▶ **DOCUMENTO DI PARTENZA**
------------------------------------------------

Orbene, contrariamente a quanto dedotto dalla ricorrente in primo grado, merita osservare a conseguenza che, se la censura di omesso preavviso è riferita ai provvedimenti antecedenti, questi sono stati oggetto di ritiro e, quindi, non più lesivi; se, invece, la relativa doglianza è da rapportare al conclusivo d.m. 1 settembre 2008, essa risulta inesistente per le ragioni dinanzi precisate, sia perché la partecipazione è stata sollecitata e sia perché l’atto è stato adottato su istanza di parte.
Non sussiste un obbligo di avviso di avvio del procedimento in caso di procedimento promosso su istanza di parte e culminato in un provvedimento vincolato, come è quello in esame, finalizzato a superare canoni risalenti e da adeguare invece, secondo una ragione di bilanciamento dei valori più attuale, alla capacità di reddito e alla utilità economica del bene, che comunque è e resta un bene pubblico, per il concessionario, secondo i criteri, i parametri e gli importi a metro quadrato direttamente predeterminati dalla richiamata legge finanziaria.
Rispetto a tali previsioni legali, non compatibile e neppure conferente è il richiamo all’art. 1623 (Modificazioni sopravvenute del rapporto contrattuale) Cod. civ., che prevede la (ontologicamente contrastante ai fini che ne occupano) riduzione ad equità o la risoluzione del contratto per notevole onerosità sopravvenuta a causa di legge: facoltà del resto non esercitate dal ricorrente originario e a tutto concedere praticabili solo quando la legge vada ad incidere sulla “gestione produttiva” e non anche se la legge intervenga indirettamente sulla “gestione corrente” con la nuova disciplina del settore.

------------------------------------------------

Come si traduce in inglese questa frase del documento di partenza? "Non sussiste un obbligo di avviso di avvio del procedimento in caso di procedimento promosso su istanza di parte e culminato in un provvedimento vincolato, come è quello in esame, finalizzato a superare canoni risalenti e da adeguare invece, secondo una ragione di bilanciamento dei valori più attuale, alla capacità di reddito e alla utilità economica del bene, che comunque è e resta un bene pubblico, per il concessionario, secondo i criteri, i parametri e gli importi a metro quadrato direttamente predeterminati dalla richiamata legge finanziaria."

▶ **MATERIALE FORNITO**
------------------------------------------------

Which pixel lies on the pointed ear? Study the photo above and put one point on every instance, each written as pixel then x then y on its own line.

------------------------------------------------

▶ **SOLUZIONE**
There is no obligation to give notice of the commencement of proceedings where the proceedings were initiated at the request of a party and culminated in a mandatory measure, such as the one under review, aimed at overcoming outdated fees that must instead be adjusted, according to a more current rationale for balancing values, to the income capacity and economic utility of the asset (which in any case is and remains a public asset) for the concessionaire, in line with the criteria, parameters and per-square-meter amounts directly predetermined by the aforementioned budget law.